**EXERCISE DETAILS:** Rewrite the lines starting with the line that contains "Tag each instance of the white cabin" and going on through the line that contains "<point>30,370</point>", requests included, offsetting every coordinate in the answers by adding 45 to it. Leave the sample points inside the requests unchanged.

Coordinate annotation records:
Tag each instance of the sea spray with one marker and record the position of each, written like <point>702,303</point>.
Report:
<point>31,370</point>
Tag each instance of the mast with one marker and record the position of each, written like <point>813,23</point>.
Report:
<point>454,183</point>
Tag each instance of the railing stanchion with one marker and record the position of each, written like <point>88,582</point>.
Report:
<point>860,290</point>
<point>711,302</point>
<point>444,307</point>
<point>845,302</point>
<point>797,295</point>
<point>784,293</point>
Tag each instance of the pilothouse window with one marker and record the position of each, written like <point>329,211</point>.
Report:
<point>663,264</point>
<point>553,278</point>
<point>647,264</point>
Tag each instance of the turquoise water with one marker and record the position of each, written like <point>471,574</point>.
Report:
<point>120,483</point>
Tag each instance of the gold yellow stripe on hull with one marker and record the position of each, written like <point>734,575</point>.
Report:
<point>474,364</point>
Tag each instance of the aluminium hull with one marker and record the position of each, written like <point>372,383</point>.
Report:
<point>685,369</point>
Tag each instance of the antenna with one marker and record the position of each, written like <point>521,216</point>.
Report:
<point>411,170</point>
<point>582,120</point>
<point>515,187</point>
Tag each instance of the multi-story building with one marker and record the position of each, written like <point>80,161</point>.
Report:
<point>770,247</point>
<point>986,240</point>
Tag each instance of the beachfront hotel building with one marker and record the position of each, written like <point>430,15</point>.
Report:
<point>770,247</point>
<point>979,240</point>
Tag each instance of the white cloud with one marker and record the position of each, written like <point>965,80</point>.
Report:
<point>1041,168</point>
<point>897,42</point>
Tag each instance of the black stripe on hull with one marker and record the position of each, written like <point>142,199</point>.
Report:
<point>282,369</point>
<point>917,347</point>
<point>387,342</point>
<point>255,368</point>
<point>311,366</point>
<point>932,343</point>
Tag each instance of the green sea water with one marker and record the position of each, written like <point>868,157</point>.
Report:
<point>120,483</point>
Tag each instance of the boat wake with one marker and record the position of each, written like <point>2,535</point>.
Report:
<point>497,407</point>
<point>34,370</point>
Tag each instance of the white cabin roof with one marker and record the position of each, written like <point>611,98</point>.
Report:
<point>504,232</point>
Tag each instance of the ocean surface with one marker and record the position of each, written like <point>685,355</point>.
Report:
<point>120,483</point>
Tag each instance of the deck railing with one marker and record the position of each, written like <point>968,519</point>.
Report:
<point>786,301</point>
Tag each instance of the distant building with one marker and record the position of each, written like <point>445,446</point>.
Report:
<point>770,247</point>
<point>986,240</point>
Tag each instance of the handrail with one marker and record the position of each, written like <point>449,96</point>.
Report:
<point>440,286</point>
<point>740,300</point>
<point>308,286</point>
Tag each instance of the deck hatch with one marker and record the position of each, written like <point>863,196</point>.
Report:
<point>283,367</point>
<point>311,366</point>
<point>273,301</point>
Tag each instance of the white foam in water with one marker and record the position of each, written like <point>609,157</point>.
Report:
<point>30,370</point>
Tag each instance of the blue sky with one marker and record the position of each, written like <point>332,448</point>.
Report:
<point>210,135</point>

**TASK SOLUTION:**
Tag each instance of the white cabin roof with one marker and record the position of each, written like <point>611,98</point>.
Report:
<point>549,277</point>
Tag each instance of the ocean surface with one marker and record the position of each, written like <point>685,355</point>.
Report:
<point>165,528</point>
Tag each instance of the deck railing with one marker and record the position of each, written like <point>968,519</point>.
Report:
<point>831,346</point>
Tag each instance of the distant building with one marker and record the position of each, written like <point>445,446</point>.
Report:
<point>815,292</point>
<point>1031,285</point>
Tag each instance of the handrail with one marker and record the position of each, written like <point>449,96</point>.
Report:
<point>485,331</point>
<point>785,345</point>
<point>353,331</point>
Tag each instance of the deck hatch with one marker and record the position of each, written like <point>863,196</point>.
Report:
<point>328,412</point>
<point>356,411</point>
<point>318,346</point>
Tag each instance of the white foam in water with one marker and record the position of each, written like <point>609,157</point>.
Report:
<point>75,415</point>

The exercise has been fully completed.